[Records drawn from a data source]
══════════════════════════════

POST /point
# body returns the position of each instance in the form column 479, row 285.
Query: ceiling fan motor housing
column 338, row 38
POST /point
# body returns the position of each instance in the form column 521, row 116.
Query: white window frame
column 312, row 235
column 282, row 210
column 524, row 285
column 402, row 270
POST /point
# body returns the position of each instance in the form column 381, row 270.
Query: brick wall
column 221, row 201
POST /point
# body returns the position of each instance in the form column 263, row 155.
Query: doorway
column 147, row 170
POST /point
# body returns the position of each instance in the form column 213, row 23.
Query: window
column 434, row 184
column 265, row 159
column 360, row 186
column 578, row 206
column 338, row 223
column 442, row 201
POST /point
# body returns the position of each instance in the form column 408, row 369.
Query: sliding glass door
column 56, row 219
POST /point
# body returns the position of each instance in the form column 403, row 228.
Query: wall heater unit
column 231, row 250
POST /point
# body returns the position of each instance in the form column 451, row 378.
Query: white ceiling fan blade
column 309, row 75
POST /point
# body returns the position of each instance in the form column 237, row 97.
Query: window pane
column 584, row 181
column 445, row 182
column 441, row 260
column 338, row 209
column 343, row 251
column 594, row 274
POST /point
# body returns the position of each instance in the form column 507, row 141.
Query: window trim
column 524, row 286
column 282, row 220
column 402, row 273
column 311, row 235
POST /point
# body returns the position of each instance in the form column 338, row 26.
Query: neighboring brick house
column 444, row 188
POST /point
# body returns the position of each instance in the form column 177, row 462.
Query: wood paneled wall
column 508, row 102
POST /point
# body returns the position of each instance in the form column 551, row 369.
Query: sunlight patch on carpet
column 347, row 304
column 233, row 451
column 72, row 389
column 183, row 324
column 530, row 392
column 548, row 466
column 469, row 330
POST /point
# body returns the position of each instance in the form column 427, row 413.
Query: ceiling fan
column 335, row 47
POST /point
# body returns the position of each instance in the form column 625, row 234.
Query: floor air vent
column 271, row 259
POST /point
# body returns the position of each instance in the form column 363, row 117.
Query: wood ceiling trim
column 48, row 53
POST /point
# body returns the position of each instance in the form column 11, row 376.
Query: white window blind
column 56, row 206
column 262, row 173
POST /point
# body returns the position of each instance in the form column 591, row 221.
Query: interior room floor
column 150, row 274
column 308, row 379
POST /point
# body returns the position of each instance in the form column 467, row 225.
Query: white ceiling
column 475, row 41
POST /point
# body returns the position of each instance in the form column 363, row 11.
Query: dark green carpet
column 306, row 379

══════════════════════════════

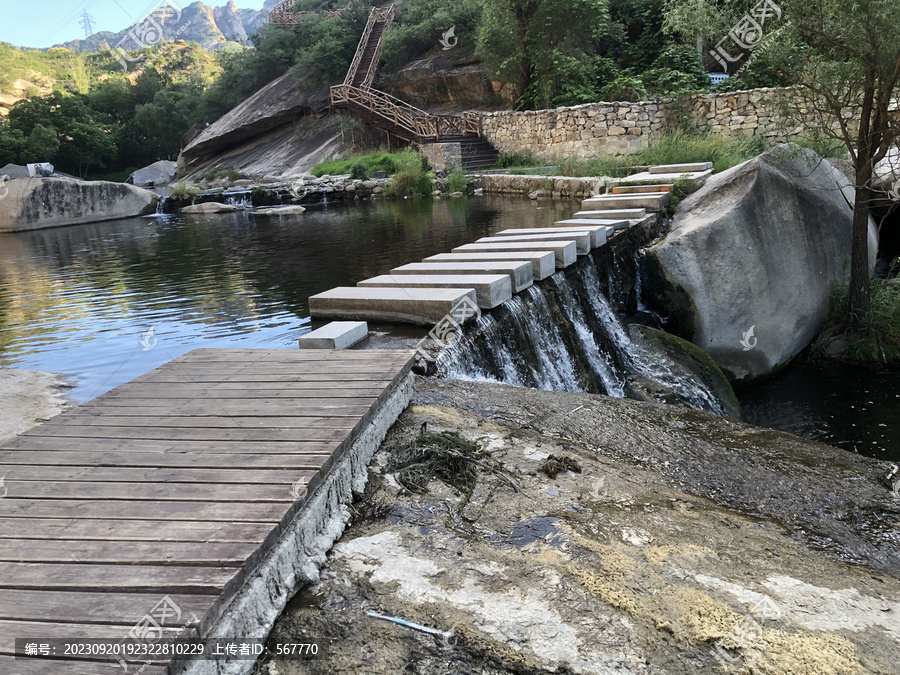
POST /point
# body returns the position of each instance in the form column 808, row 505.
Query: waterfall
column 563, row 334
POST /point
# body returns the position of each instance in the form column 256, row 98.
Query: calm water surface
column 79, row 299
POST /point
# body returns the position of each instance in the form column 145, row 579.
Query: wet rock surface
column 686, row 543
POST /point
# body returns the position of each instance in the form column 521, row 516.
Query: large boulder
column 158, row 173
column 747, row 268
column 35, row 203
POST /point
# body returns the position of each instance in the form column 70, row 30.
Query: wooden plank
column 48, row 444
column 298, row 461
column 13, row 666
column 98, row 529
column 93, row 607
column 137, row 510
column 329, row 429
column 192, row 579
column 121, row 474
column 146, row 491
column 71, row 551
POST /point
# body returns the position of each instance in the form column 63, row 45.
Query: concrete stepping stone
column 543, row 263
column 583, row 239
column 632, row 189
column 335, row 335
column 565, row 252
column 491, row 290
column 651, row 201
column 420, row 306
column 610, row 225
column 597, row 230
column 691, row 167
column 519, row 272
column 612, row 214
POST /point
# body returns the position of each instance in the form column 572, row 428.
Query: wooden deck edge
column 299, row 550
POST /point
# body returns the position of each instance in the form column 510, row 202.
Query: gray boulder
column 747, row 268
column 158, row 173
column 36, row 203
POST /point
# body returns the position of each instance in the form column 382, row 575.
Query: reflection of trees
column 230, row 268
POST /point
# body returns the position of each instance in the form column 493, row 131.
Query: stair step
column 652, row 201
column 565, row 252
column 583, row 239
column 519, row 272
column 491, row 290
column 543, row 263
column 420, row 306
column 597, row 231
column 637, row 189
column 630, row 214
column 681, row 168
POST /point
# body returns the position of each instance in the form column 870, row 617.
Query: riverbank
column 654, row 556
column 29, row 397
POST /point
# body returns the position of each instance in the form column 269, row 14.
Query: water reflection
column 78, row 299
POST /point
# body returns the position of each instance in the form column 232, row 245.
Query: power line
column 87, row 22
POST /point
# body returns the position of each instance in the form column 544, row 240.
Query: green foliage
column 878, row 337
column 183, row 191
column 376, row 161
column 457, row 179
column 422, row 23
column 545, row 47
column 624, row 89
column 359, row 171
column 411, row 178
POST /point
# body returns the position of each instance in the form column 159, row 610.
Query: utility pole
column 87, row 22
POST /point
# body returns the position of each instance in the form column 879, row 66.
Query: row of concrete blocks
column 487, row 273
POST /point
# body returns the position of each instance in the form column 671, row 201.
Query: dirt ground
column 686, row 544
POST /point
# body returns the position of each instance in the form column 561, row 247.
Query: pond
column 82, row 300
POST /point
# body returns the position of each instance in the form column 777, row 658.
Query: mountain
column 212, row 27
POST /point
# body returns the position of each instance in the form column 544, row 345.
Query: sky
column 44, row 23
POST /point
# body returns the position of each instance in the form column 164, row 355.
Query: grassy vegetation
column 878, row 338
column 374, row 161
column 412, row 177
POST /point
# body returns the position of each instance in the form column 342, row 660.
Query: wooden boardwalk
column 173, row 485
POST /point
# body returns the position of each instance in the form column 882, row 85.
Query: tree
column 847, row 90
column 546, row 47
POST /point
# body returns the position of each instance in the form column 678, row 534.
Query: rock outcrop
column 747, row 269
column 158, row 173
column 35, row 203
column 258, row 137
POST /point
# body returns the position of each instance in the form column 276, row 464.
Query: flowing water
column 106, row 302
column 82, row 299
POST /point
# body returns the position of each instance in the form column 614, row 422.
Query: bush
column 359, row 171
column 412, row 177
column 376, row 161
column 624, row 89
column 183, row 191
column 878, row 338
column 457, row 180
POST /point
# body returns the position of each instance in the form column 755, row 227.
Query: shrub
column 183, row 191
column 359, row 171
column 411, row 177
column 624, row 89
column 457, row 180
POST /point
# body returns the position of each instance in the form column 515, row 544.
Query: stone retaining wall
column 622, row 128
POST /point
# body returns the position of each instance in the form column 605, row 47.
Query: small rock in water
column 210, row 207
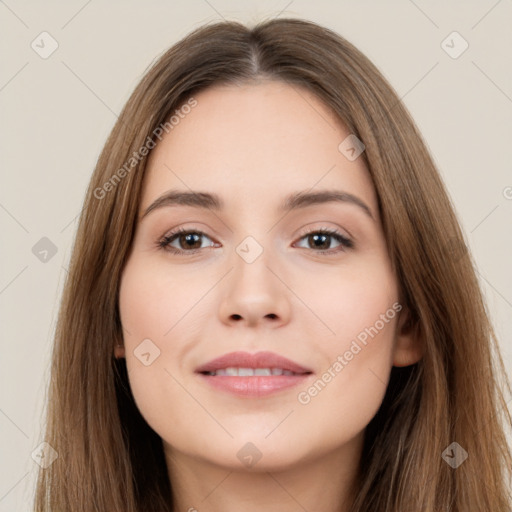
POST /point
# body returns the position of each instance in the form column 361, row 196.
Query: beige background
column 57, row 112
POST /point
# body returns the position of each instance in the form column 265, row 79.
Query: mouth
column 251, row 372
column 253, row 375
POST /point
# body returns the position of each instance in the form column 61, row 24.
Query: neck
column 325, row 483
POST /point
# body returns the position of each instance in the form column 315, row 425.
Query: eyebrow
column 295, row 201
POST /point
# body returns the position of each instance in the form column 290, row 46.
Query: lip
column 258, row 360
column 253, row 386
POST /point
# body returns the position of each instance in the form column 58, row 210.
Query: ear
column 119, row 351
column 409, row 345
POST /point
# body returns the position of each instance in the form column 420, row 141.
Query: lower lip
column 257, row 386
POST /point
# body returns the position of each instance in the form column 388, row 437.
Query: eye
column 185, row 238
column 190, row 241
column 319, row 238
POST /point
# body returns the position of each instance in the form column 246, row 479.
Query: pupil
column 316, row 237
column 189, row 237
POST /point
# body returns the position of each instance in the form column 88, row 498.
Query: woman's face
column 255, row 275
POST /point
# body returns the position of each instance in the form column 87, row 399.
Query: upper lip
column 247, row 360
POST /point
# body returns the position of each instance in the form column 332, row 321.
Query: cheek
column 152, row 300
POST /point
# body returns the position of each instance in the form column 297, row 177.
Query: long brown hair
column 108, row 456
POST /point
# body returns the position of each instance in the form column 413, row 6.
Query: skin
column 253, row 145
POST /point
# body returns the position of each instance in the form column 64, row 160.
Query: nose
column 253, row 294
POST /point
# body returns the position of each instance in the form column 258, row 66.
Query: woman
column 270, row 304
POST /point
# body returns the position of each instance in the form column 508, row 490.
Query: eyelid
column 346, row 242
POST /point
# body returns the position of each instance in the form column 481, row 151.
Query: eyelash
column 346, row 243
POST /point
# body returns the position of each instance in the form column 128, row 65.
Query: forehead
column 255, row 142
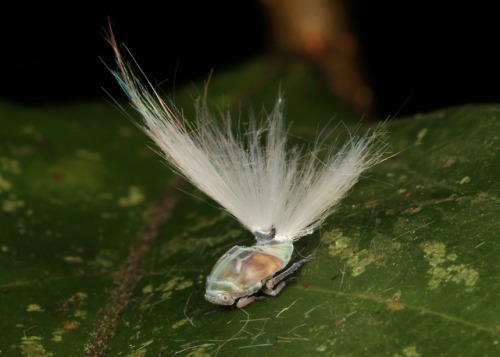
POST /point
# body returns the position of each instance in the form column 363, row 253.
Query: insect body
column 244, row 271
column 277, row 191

══════════════════════════════

**WRITTEN REQUEST**
State how many lines of the material above contain the string "concrete", counting matches only when the case is the same. Reply with the number alone.

**FINAL RESULT**
2